Now, I'll pass it over to our CFO, Karina Padilla, to provide deeper insights into our financial performance.
Karina Franco Padilla - CFO
Thanks, Gareth. Before I dive into the details of our financial performance of the third quarter regarding revenue, gross margin, adjusted EBITDA and cash, I'd like to take a minute to celebrate and congratulate all of the Proterra team members for achieving another record-breaking revenue quarter, exceeding the $95 million revenue mark.
Now on to our financial performance, starting with top line results. Consolidated revenue was $96.2 million, representing growth of 55% year-over-year and 29% sequentially. Proterra Powered and Energy grew 239% year-over-year and 68% sequentially to reach $39.9 million in quarterly revenue for the first time. Proterra Powered and represented more than 40% of total revenue in the quarter, more than doubling its 19% contribution in Q3 of the prior year. For perspective, we reported more revenue in the third quarter of 2022 than we did through the first 3 quarters of 2021 combined.
Growth was driven by triple-digit percentage increase in deliveries for both Proterra Powered and Proterra Energy. Proterra Powered deliveries grew 274% year-over-year to 292 battery systems. Though down sequentially on an absolute basis, this was primarily due to product mix, as we delivered batteries to fewer vehicles, but with higher energy per vehicle. Almost 3/4 of our Q3 deliveries were for vehicles using batteries larger than 200 kilowatt hours, up from less than 50% in the previous quarter.
Proterra Energy delivered 22.5 megawatts of heavy-duty fleet-specific DC fast chargers in the quarter, up 765% year-over-year and 655% sequentially. Proterra Energy delivered more megawatts in the third quarter than it did in the prior 6 quarters combined. Deliveries spanned 23 different customers in the quarter and included our largest single project to date, 9 megawatts with 1 customer, as well as 10 different electric school bus charging projects.

→ Data provided:

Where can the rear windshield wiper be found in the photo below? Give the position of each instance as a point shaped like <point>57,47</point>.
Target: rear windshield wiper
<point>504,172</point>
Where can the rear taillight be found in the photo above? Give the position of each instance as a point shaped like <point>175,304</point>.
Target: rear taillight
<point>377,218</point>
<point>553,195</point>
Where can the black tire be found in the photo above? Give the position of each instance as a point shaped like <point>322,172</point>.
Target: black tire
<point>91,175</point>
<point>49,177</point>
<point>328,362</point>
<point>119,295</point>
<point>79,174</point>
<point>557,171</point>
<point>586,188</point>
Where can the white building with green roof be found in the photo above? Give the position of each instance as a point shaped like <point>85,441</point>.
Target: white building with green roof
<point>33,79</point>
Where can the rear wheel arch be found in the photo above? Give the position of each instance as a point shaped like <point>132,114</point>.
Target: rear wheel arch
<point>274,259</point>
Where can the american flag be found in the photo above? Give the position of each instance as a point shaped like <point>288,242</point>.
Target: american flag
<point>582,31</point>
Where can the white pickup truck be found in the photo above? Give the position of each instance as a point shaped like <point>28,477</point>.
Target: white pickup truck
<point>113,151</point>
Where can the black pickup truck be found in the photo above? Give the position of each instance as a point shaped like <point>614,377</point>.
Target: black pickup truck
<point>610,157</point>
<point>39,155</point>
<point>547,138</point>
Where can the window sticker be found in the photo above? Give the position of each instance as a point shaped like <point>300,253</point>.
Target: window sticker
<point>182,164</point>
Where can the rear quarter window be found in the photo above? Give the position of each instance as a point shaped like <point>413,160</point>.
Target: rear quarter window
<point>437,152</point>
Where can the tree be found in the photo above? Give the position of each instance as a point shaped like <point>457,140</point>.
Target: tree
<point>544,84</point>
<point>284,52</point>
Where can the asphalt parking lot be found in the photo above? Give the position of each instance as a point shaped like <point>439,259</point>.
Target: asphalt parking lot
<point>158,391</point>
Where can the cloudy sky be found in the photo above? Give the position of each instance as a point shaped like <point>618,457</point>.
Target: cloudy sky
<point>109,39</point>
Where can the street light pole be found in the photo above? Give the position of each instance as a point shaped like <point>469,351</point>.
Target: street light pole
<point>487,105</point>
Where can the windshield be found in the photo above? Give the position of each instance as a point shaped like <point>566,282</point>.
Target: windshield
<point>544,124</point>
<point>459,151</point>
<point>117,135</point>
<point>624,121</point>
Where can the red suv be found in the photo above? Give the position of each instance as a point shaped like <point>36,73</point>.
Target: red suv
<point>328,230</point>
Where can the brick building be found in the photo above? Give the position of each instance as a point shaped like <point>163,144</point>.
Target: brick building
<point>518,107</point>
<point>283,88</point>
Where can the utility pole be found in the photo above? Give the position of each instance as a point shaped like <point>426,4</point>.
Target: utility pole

→ Directions for this task: In the Proterra earnings call excerpt above, type out the passage word for word, starting at the words "Growth was driven" and ending after "the previous quarter.".

→ Task result:
Growth was driven by triple-digit percentage increase in deliveries for both Proterra Powered and Proterra Energy. Proterra Powered deliveries grew 274% year-over-year to 292 battery systems. Though down sequentially on an absolute basis, this was primarily due to product mix, as we delivered batteries to fewer vehicles, but with higher energy per vehicle. Almost 3/4 of our Q3 deliveries were for vehicles using batteries larger than 200 kilowatt hours, up from less than 50% in the previous quarter.